▶ **PROBLEM TO SOLVE**:
Word for word, transcribe the data below from the line with "on the black" to the line with "the shoreline, placing", keeping both of those lines.

▶ **RECORDS FOR THIS EXERCISE**:
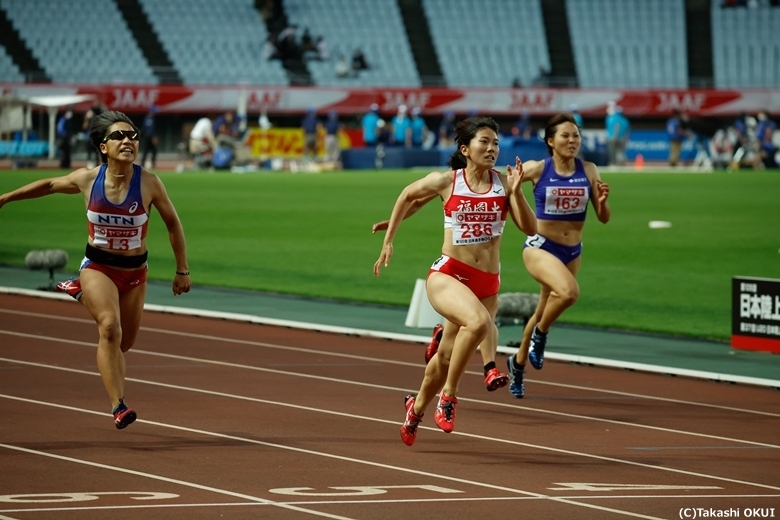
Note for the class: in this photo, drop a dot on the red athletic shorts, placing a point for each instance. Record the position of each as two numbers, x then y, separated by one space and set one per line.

* * *

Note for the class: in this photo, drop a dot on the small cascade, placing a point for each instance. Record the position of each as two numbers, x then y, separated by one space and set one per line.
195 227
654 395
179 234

---

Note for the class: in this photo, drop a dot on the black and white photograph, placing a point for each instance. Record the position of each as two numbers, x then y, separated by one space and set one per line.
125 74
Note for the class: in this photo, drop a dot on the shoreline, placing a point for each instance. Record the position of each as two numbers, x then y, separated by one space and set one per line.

▶ **EXPECTED ANSWER**:
Note for the class: in this photo, drop a dot on the black and white photograph, placing a point for each instance. Record the position of each as two numbers, x then y, separated by one space and set one per line.
125 74
Note for the class: in this photo, drop a dot on the shoreline, placing a point for each instance. Record the position of each as two numbers, x then y, separated by one space and set one per line.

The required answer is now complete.